• _TEXTAUSZUG_:
━━━━━━━━━━━━━━━━━━━━
Steinert: Aus Kommunikations-Sicht ist ein solches Engagement erstmal klasse, weil es sehr glaubwürdig ist. Das unternehmerische Engagement ist dabei auf den Inhaber oder die Unternehmerfamilie persönlich zugeschnitten, sie interessieren sich für das Thema, sind meist auch privat engagiert und bekannt. Da ist klar: Hier geht es nicht nur um eine Marketing-Aktion.

Das klingt so, als käme nun noch ein „Aber“?

Richtig. Nicht ganz so positiv fällt die Bewertung nämlich aus, wenn man fragt: Was bringt das Engagement dem Unternehmen? Studien zeigen, dass kleine und mittelständische Unternehmen in Deutschland rund sechs Milliarden Euro für gesellschaftliche Belange ausgeben. Aber nur sehr wenige Unternehmen können die Frage beantworten, welchen Nutzen das Engagement für ihr Unternehmen bringt. Viel Geld und Zeit werden ohne strategischen Ansatz investiert. Und das ist doch schade, oder?

Wie lässt sich gesellschaftliches Engagement strategischer angehen?

Zunächst einmal sollten Unternehmer sich weniger fragen, was sie persönlich interessiert, und den Blick auf die Frage lenken: Welche Themen interessieren eigentlich meine Kunden? Ist es speziell der jüngeren Kundschaft vielleicht wichtig, weniger Verpackungsmüll zu produzieren? Dann kann ich die Verpackung meiner Produkte überarbeiten, zum Beispiel weniger Plastik einsetzen. Ist Klimaschutz ein wichtiges Thema für meine Kunden? Vielleicht lohnt sich dann die Investition in einen Elektro-Transporter und in Energiespar-Konzepte für die Produktion. Das Energiesparkonzept kann ich dann zum Beispiel auf der Firmenwebseite und über soziale Medien kommunizieren und in Angeboten Zahlen und Fakten zum C02-Fußabdruck angeben. Kunden wollen sehen, mit wem sie es zu tun haben, wem sie ihr Geld geben. Zu einem modernen Auftritt gehört dabei heute auch ein nachhaltiges Geschäftsmodell.
━━━━━━━━━━━━━━━━━━━━
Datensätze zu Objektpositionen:

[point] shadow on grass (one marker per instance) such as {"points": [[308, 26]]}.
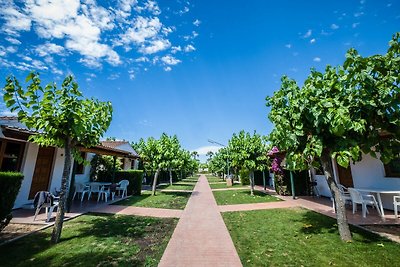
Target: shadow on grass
{"points": [[315, 223], [94, 240]]}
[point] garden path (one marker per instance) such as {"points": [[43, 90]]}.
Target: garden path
{"points": [[201, 237]]}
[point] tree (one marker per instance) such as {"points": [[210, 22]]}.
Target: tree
{"points": [[340, 114], [157, 155], [248, 152], [64, 117], [218, 163]]}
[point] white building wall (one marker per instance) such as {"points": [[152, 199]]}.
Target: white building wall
{"points": [[27, 168], [367, 173], [370, 173]]}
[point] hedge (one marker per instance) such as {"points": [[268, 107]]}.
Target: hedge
{"points": [[134, 177], [10, 183]]}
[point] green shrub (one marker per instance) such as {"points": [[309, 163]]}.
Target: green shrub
{"points": [[244, 177], [10, 183], [102, 168], [134, 177]]}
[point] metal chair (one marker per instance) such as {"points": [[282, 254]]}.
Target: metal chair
{"points": [[364, 200]]}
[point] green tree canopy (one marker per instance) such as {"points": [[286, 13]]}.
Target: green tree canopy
{"points": [[64, 119], [248, 152], [338, 114]]}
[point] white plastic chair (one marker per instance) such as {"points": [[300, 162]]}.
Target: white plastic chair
{"points": [[396, 202], [344, 193], [94, 188], [46, 200], [122, 186], [104, 193], [364, 200], [81, 189]]}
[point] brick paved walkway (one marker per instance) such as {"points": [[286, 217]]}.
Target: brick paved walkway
{"points": [[201, 237]]}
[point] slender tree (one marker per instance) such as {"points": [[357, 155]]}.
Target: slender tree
{"points": [[65, 119], [248, 152], [340, 114]]}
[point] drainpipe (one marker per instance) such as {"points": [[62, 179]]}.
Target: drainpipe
{"points": [[265, 185], [71, 189], [292, 184], [114, 163]]}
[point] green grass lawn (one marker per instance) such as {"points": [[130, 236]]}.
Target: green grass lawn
{"points": [[213, 179], [179, 185], [223, 185], [165, 200], [228, 197], [94, 240], [298, 237]]}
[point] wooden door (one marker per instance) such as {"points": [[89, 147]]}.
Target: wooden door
{"points": [[41, 175], [345, 177]]}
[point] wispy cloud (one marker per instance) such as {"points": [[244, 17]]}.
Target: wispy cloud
{"points": [[90, 30], [204, 149], [308, 34], [334, 26], [196, 22]]}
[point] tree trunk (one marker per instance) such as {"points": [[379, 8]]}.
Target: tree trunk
{"points": [[55, 237], [170, 176], [341, 217], [251, 176], [153, 193]]}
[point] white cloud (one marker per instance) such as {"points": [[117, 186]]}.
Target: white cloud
{"points": [[153, 7], [48, 49], [142, 29], [155, 46], [92, 30], [13, 41], [204, 149], [334, 26], [131, 74], [196, 23], [307, 34], [15, 19], [170, 60], [358, 14], [189, 48], [176, 49]]}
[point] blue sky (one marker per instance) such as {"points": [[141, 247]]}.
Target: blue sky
{"points": [[199, 69]]}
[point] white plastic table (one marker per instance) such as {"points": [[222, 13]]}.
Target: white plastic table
{"points": [[378, 192]]}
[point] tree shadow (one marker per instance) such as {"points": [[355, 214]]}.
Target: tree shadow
{"points": [[316, 223], [94, 240]]}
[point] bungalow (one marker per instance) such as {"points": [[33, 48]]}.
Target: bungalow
{"points": [[42, 166], [367, 173]]}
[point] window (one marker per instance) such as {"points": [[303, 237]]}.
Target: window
{"points": [[11, 154], [80, 167], [392, 169]]}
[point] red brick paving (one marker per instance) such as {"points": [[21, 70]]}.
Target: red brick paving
{"points": [[201, 237]]}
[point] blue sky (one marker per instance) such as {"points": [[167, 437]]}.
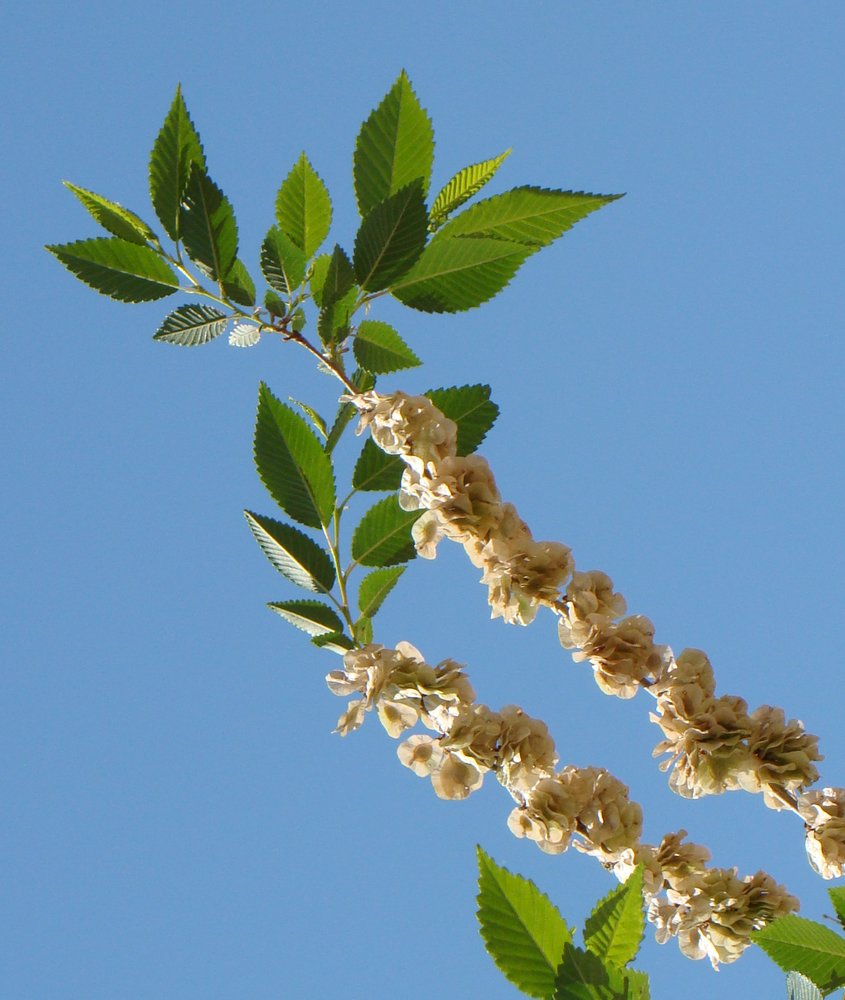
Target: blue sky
━━━━━━━━━━━━━━━━━━━━
• _ARBEITSANWEISUNGEN_:
1. Entnimm dem Textauszug über gesellschaftliches Engagement unverändert die Stelle, die mit den Worten „Richtig. Nicht ganz“ einsetzt und mit „doch schade, oder?“ schließt.
2. Wie viel Geld geben kleine und mittelständische Unternehmen in Deutschland laut dem Textauszug für gesellschaftliche Belange aus?

• _LÖSUNGEN_:
1.
Richtig. Nicht ganz so positiv fällt die Bewertung nämlich aus, wenn man fragt: Was bringt das Engagement dem Unternehmen? Studien zeigen, dass kleine und mittelständische Unternehmen in Deutschland rund sechs Milliarden Euro für gesellschaftliche Belange ausgeben. Aber nur sehr wenige Unternehmen können die Frage beantworten, welchen Nutzen das Engagement für ihr Unternehmen bringt. Viel Geld und Zeit werden ohne strategischen Ansatz investiert. Und das ist doch schade, oder?

2. Sie geben laut Studien rund sechs Milliarden Euro für gesellschaftliche Belange aus.